● What to do:
Recast the records, from the start through the line containing "106,133 -> 127,152", as a two-column CSV with columns named text and box. Give one row per record, with its wording under text and its answer under box, each as one quoted field with line breaks replaced by spaces.

● Input:
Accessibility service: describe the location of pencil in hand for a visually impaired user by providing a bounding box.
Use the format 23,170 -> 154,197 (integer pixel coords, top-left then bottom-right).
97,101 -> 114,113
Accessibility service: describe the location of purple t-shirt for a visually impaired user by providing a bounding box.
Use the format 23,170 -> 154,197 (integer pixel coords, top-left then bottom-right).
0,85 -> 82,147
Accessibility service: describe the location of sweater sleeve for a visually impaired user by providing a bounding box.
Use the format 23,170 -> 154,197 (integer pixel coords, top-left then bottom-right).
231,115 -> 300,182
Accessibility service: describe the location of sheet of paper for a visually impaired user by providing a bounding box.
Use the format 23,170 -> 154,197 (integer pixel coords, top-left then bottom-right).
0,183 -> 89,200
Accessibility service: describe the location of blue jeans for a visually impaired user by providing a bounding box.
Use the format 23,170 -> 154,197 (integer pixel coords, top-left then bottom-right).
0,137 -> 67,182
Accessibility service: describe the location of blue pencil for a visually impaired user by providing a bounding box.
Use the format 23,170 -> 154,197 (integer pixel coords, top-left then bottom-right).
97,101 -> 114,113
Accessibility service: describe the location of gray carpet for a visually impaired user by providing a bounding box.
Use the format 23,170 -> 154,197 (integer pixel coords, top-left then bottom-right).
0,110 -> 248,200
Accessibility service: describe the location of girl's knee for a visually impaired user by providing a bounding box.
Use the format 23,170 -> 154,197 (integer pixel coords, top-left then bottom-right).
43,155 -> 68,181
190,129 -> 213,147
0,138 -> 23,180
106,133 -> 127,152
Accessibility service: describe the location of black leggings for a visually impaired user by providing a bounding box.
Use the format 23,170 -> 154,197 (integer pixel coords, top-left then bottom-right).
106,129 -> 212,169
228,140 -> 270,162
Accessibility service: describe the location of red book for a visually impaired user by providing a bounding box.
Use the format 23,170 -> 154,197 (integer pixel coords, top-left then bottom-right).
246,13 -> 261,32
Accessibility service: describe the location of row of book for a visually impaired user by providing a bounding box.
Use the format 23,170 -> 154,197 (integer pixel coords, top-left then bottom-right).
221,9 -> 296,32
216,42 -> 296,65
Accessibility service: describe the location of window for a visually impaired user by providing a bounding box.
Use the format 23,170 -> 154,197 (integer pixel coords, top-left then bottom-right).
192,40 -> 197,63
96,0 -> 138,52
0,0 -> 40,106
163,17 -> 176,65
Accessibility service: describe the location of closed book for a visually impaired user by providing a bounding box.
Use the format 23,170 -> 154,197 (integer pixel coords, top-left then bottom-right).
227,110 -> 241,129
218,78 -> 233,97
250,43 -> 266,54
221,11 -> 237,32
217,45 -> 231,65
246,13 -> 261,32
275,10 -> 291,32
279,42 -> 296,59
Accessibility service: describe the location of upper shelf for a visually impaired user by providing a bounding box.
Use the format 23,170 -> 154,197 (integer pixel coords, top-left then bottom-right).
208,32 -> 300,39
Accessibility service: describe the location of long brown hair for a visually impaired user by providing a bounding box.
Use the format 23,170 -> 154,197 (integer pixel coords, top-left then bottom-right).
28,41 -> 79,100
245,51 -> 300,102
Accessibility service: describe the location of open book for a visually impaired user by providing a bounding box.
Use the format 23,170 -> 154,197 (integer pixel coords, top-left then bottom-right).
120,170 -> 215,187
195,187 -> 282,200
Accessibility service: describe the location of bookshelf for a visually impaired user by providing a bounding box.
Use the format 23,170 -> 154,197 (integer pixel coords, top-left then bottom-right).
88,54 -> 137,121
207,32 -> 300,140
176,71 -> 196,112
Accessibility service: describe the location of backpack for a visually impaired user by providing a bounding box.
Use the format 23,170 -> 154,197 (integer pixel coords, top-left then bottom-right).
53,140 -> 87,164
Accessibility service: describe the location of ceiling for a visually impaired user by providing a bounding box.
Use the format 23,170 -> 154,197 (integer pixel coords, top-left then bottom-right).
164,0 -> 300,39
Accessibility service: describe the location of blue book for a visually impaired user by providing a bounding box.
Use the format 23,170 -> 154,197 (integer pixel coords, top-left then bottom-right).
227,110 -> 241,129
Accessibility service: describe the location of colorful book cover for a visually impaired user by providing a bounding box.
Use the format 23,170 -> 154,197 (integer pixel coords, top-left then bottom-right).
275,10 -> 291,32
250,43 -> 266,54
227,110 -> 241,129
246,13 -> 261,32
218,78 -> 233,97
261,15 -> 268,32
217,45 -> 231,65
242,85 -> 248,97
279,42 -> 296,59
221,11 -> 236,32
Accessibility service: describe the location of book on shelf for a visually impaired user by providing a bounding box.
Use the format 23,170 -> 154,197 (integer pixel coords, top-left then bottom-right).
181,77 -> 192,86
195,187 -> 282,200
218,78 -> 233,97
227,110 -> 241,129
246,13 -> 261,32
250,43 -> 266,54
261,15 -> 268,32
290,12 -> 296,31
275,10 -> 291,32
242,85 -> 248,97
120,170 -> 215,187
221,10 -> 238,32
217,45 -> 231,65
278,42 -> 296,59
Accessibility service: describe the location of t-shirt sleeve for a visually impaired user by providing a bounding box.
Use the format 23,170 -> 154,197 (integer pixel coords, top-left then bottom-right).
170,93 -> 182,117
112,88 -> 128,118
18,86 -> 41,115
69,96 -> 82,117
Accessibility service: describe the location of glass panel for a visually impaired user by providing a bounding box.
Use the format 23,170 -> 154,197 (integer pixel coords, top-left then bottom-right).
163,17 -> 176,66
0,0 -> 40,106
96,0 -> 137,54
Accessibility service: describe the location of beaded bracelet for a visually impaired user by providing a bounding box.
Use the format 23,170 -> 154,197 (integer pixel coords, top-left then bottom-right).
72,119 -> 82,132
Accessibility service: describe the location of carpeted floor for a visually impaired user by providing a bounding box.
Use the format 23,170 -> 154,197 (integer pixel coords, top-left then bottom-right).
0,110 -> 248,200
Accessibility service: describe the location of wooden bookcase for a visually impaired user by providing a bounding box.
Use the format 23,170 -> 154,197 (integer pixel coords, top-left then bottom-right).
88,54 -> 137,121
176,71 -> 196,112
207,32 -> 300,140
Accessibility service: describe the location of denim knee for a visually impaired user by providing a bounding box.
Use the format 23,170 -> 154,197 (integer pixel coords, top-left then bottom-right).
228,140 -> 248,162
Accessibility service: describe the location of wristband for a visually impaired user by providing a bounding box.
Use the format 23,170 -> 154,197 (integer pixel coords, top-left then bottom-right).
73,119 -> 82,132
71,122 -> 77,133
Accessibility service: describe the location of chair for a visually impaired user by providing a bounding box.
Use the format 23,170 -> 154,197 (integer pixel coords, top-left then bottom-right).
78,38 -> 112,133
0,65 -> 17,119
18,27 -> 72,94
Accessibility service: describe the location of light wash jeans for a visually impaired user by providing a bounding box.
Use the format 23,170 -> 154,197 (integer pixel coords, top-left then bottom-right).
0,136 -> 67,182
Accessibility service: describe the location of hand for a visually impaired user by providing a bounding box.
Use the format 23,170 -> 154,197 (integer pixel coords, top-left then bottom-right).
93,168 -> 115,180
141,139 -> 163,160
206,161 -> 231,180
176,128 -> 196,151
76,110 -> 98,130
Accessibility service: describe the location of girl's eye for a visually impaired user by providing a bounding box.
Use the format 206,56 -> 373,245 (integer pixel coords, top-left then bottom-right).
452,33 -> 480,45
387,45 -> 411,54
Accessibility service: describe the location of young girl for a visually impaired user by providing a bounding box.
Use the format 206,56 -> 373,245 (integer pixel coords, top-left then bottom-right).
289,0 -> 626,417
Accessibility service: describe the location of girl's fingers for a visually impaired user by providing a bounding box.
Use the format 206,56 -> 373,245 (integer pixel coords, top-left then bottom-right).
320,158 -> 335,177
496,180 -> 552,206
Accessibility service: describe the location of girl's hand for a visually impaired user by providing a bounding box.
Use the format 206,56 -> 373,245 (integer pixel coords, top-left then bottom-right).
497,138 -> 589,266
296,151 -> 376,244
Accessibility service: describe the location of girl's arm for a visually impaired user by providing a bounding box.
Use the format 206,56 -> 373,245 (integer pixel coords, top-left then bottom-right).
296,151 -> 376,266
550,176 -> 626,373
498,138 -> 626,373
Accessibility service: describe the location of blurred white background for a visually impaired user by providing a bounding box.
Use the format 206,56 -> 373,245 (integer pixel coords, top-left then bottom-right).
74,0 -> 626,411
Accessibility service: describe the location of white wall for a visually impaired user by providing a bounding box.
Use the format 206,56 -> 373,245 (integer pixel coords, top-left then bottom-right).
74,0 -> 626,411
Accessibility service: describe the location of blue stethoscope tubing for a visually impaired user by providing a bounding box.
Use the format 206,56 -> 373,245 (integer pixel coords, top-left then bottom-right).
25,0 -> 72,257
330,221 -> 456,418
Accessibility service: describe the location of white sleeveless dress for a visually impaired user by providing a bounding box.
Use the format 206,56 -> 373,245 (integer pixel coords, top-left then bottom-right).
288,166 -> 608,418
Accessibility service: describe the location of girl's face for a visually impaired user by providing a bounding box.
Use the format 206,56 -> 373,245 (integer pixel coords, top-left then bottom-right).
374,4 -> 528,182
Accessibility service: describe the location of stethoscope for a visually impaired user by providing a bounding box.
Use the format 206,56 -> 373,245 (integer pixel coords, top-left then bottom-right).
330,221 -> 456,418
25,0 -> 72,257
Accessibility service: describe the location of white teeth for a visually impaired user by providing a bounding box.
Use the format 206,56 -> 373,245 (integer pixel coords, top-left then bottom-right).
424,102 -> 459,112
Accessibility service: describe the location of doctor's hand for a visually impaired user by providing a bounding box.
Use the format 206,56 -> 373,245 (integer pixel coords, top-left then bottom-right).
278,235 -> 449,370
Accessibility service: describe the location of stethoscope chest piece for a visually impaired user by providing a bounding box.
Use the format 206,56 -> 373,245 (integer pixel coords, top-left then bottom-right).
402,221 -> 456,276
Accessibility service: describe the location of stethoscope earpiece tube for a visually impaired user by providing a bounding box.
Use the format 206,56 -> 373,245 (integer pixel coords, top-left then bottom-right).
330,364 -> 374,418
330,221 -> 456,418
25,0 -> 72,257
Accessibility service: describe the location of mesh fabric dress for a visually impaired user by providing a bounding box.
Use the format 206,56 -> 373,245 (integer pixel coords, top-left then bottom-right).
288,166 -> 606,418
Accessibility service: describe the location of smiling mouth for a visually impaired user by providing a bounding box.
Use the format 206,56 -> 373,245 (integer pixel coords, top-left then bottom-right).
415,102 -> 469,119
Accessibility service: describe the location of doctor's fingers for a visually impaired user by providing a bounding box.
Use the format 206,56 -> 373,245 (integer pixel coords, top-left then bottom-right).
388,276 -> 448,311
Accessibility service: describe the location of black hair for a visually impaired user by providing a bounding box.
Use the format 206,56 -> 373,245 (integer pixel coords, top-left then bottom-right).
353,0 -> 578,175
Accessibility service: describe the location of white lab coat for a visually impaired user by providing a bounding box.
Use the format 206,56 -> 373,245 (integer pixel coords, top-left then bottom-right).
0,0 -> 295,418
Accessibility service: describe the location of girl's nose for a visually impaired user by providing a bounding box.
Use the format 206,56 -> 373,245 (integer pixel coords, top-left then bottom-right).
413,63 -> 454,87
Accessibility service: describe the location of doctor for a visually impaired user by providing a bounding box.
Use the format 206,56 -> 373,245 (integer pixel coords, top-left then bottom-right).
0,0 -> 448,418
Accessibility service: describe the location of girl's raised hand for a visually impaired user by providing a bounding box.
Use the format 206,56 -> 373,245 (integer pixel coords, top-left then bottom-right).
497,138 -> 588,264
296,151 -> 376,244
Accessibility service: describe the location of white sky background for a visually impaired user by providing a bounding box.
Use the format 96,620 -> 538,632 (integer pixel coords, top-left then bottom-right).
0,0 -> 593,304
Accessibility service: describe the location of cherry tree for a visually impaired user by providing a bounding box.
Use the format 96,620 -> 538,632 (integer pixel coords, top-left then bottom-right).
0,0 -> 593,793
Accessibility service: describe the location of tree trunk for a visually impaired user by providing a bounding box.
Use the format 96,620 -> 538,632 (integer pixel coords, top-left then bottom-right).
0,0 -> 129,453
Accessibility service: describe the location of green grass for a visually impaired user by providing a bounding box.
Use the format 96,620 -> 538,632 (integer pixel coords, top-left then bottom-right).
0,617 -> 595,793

● Exercise output:
text,box
"Accessibility service: describe the location of pencil in hand for a visually impaired user by providing a bounding box. Use the format 23,170 -> 154,197 (integer pixel coords, top-left then bottom-right).","97,101 -> 114,113"
"Accessibility service: describe the location of purple t-shirt for a visually impaired user by providing a bounding box. Use the format 23,170 -> 154,197 (integer pixel coords, top-left then bottom-right).","0,85 -> 82,147"
"Accessibility service: describe the location of sweater sleeve for a visually impaired user by providing a bounding box. Use the format 23,170 -> 154,197 (integer pixel coords, top-left then bottom-right).","231,115 -> 300,182"
"Accessibility service: describe the location of sheet of paper for a visually impaired user by providing a bounding box. Use the format 23,170 -> 154,197 (integer pixel coords, top-left then bottom-right).","0,183 -> 89,200"
"Accessibility service: describe the location of blue jeans for a visually impaired user by providing a bounding box. Use the format 23,170 -> 154,197 (integer pixel coords, top-left then bottom-right).","0,137 -> 67,182"
"Accessibility service: describe the location of blue pencil for a visually impaired user by providing a bounding box. Use the format 23,170 -> 154,197 (integer pixel coords, top-left then bottom-right).","97,101 -> 114,113"
"Accessibility service: describe the location of gray carpet for a visually impaired user by providing a bounding box. Use the format 23,170 -> 154,197 (integer pixel coords, top-left then bottom-right).","0,110 -> 248,200"
"Accessibility service: describe the location of girl's knee for a visually impaired user by providing a bounding box. Use the format 23,170 -> 154,197 (integer pixel coords, top-left then bottom-right).","43,155 -> 68,181 190,129 -> 213,147 0,138 -> 23,180 106,133 -> 127,152"